• _What you are asked to do_:
Print exactly, and only, the lines running from the line containing "of the hiking" through the end of the records below.

[Named-object pointing records]
------
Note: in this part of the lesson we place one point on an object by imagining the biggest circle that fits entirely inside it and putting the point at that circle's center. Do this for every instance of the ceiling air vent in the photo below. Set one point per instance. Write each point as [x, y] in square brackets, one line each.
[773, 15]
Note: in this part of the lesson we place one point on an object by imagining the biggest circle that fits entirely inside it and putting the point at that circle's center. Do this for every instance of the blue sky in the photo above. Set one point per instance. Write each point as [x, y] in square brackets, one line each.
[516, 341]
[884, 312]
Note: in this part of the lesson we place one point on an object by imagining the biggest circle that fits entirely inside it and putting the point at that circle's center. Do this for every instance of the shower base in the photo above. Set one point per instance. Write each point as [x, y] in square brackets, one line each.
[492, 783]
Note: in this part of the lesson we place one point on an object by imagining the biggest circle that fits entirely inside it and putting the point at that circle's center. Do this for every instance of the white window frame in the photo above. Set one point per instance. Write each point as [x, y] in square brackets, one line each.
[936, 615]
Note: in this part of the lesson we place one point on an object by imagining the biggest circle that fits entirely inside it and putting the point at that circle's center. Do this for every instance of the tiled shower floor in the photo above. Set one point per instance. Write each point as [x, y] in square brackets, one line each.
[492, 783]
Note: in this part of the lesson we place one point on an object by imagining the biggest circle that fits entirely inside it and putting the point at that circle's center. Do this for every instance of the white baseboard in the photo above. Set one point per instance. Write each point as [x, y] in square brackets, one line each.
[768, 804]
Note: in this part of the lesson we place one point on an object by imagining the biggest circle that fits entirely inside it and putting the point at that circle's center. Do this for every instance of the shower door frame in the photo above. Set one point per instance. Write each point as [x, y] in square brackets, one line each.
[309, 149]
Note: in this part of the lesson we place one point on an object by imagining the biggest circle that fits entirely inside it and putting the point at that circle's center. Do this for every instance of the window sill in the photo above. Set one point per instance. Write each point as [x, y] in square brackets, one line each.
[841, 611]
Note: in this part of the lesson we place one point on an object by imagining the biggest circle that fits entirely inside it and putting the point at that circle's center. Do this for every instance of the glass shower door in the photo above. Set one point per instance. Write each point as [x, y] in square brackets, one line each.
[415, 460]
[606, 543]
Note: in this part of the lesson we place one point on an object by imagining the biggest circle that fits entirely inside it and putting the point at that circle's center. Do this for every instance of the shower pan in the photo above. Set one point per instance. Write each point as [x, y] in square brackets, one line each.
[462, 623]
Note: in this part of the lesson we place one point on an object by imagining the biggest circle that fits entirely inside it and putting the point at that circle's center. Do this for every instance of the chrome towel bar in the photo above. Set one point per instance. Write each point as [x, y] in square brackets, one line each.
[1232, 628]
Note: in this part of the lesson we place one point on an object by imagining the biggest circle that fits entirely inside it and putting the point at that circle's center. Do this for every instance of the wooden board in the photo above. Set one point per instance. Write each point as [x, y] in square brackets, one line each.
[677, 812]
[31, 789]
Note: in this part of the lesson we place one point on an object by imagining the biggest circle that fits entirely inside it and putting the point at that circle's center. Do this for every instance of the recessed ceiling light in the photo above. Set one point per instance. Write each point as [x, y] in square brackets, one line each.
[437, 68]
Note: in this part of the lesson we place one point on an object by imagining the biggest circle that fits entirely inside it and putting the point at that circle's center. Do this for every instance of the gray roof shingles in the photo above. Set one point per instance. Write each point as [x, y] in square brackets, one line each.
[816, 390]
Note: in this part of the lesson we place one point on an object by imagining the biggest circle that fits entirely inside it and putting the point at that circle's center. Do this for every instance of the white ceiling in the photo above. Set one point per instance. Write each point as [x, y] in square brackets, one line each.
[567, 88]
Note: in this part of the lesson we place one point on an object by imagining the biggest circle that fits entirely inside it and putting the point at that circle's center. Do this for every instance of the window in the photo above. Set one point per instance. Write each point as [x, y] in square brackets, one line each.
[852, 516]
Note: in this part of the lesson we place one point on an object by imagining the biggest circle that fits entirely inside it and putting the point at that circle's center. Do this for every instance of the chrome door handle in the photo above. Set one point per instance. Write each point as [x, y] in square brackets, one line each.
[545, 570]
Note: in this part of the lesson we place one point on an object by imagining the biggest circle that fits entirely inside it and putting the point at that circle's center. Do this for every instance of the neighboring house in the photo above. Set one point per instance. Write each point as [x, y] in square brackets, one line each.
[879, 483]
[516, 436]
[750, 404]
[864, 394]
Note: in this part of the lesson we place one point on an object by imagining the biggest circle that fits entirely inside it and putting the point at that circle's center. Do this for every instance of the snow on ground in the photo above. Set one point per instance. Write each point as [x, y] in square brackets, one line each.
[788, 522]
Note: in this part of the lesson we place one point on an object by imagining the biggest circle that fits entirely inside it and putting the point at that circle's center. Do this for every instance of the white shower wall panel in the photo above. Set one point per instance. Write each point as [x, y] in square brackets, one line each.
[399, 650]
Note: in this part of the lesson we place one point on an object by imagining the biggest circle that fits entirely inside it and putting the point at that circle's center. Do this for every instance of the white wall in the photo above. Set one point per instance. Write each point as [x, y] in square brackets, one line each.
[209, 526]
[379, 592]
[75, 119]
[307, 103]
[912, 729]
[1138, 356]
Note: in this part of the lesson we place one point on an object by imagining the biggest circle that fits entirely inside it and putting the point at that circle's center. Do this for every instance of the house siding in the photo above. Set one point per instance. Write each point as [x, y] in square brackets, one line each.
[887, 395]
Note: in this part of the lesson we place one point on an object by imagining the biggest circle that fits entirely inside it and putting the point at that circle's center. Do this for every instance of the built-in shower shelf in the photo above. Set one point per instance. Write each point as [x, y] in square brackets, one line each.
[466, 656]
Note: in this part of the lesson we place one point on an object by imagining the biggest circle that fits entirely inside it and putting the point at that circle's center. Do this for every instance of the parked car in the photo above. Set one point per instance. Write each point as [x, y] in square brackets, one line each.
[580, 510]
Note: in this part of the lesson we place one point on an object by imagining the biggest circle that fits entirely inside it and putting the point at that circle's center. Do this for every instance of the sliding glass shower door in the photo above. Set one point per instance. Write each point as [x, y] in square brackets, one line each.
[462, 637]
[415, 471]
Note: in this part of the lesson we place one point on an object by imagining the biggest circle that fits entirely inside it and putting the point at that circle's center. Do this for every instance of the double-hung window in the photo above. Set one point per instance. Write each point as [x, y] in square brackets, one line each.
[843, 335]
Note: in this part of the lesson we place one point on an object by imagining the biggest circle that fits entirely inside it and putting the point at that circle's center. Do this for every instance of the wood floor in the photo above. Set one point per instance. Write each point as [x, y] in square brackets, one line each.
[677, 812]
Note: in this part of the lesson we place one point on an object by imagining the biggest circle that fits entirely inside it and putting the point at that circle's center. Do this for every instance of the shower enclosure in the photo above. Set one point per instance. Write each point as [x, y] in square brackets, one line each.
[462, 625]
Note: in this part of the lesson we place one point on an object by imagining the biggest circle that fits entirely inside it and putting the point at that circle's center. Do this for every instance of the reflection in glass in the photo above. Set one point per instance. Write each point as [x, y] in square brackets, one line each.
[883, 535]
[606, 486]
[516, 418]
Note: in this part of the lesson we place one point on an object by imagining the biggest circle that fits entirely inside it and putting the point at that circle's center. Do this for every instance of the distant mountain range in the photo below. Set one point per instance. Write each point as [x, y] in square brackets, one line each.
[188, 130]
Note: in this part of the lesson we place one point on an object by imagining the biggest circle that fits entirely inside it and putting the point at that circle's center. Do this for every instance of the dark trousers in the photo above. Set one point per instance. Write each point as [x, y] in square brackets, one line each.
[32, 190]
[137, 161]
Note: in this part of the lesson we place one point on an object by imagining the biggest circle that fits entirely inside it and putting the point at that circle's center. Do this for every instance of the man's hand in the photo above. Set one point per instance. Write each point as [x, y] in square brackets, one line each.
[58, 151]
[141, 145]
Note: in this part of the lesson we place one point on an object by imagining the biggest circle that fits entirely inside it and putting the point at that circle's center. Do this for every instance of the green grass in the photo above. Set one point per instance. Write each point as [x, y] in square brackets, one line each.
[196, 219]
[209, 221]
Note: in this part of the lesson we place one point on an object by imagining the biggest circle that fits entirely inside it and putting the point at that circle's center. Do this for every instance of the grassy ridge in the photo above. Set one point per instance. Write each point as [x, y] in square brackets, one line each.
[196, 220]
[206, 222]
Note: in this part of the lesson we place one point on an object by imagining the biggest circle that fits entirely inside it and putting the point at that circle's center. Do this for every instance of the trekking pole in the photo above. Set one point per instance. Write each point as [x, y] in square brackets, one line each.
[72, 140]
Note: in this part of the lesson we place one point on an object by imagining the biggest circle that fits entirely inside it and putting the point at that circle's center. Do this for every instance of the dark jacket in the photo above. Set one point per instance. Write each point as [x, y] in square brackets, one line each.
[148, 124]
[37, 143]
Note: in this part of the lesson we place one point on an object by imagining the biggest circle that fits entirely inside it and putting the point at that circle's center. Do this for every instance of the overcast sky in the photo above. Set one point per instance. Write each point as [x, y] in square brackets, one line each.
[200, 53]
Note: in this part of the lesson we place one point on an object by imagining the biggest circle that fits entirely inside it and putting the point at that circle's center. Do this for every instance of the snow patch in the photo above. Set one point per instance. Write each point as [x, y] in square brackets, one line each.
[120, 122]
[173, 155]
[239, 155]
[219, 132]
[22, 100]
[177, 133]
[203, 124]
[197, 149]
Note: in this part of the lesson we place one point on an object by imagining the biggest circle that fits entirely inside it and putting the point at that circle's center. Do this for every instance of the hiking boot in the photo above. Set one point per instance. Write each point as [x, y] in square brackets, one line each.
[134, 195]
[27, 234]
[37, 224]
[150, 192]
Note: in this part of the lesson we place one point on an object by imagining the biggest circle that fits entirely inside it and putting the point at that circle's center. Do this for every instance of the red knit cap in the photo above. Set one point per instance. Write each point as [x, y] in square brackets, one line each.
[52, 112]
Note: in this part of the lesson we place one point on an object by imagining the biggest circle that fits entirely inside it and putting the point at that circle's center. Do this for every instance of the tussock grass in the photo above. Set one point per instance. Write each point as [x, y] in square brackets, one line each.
------
• _Worked solution_:
Note: in this part of the lesson we place one point on an object by imagining the biggest circle that fits entirely inside it and putting the point at that circle's center. Do this for every instance of the hiking boot in the photo above. Set one point per instance. Write each point as [x, y] in square brackets, one line each.
[134, 195]
[27, 234]
[37, 224]
[150, 192]
Note: in this part of the lesson we place one point on an object by imagining the biggest circle that fits entirely inside it and putting the point at that circle's center. Do this for every instance of the red knit cap in the photo above. Set one point per instance. Write each point as [x, y] in square brackets, one line each.
[52, 112]
Note: in this part of the lesson we place one point on an object by imagining the biggest circle that fits entirely inside it and putting the point at that circle's center. Do this for every instance of the tussock grass in the photo above. Set one point per instance. Write each point as [x, y] in square brackets, one line each.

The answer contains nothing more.